SET EXERCISE 1: According to the newsletter excerpt on MARPOL Annex VI NOx requirements, why must anyone planning to modify, replace, or add an engine on board a vessel evaluate the change first? Answer in one to three sentences.

* BEGIN SELECTED EXCERPT *

In connection with the revised MARPOL Annex VI 2009 edition, we have experienced an increase in class enquiries related to requirements for NOx emissions from marine diesel engines.

New and stricter NOx emission requirements lead to new challenges related to, among other things, new technologies, the rebuilding of engines, etc. In this newsletter, we will try to clarify some of the new expressions introduced in the regulation and answer some frequently asked questions related to MARPOL Annex VI, Reg. 13.

Emission requirements
There are three levels of allowable NOx emissions from diesel engines, depending on the vessel’s keel laying date or the engine installation date. The emission levels are called Tier I (applicable from 1 January 2000), Tier II (applicable from 1 January 2011) and Tier III (applicable from 1 January 2016, ECAs only). For more information, please see Reg. 13, parts 3-5.

Definition of a “major conversion”
Whenever you intend to modify or replace an engine, or install an additional one, on board a vessel, you need to evaluate whether this will influence the EIAPP certification of the engine in question. According to Reg. 13, any changes defined as a “major conversion” will influence the EIAPP certification. The three scenarios below define a “major conversion”. In this context the expression “major conversion” is related to a modification of the diesel engine only, not the vessel.

A “major conversion” means any of the following changes to a diesel engine on or after 1 January 2000:

  1. Installation of a replacement engine which is not a type identical to the one it is replacing, or the installation of an additional engine.
  2. The maximum continuous rating is increased by more than 10% compared to the original certification.

* END SELECTED EXCERPT *
* BEGIN SUPPLIED MATERIAL *

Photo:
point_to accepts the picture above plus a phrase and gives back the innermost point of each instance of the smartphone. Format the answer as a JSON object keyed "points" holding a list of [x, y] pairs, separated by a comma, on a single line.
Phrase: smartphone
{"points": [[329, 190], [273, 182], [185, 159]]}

* END SUPPLIED MATERIAL *
* BEGIN SUPPLIED MATERIAL *

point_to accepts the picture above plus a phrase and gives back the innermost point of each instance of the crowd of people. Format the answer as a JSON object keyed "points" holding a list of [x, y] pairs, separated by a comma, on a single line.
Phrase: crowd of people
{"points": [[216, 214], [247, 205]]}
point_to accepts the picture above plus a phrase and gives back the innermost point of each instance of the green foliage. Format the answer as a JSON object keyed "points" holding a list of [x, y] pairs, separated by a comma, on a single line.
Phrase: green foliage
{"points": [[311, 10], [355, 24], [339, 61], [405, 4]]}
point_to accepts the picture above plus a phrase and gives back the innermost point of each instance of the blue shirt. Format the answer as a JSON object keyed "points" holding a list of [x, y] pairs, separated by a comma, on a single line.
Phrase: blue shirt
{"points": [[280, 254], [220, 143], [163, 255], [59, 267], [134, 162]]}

* END SUPPLIED MATERIAL *
* BEGIN SUPPLIED MATERIAL *

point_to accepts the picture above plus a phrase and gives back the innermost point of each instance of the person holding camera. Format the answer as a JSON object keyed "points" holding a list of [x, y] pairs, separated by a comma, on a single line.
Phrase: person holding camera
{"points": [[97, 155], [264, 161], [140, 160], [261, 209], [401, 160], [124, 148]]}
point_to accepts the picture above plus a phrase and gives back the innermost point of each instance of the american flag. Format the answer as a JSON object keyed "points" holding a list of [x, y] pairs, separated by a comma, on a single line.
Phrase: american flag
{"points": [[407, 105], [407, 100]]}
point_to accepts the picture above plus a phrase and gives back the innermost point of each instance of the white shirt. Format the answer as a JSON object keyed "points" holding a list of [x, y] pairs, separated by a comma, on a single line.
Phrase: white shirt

* END SUPPLIED MATERIAL *

SET EXERCISE 2: In the entries above, copy everything from the line containing "of the american" down to the line containing "Phrase: white shirt", including both of those lines.

FULL RESPONSE 1: They must determine whether the change will influence the engine's EIAPP certification. Under Reg. 13, any change that counts as a "major conversion" affects that certification.

FULL RESPONSE 2:
point_to accepts the picture above plus a phrase and gives back the innermost point of each instance of the american flag. Format the answer as a JSON object keyed "points" holding a list of [x, y] pairs, separated by a comma, on a single line.
Phrase: american flag
{"points": [[407, 105], [407, 100]]}
point_to accepts the picture above plus a phrase and gives back the innermost point of each instance of the white shirt. Format the answer as a JSON object keyed "points" holding a list of [x, y] pairs, separated by a comma, on a single line.
Phrase: white shirt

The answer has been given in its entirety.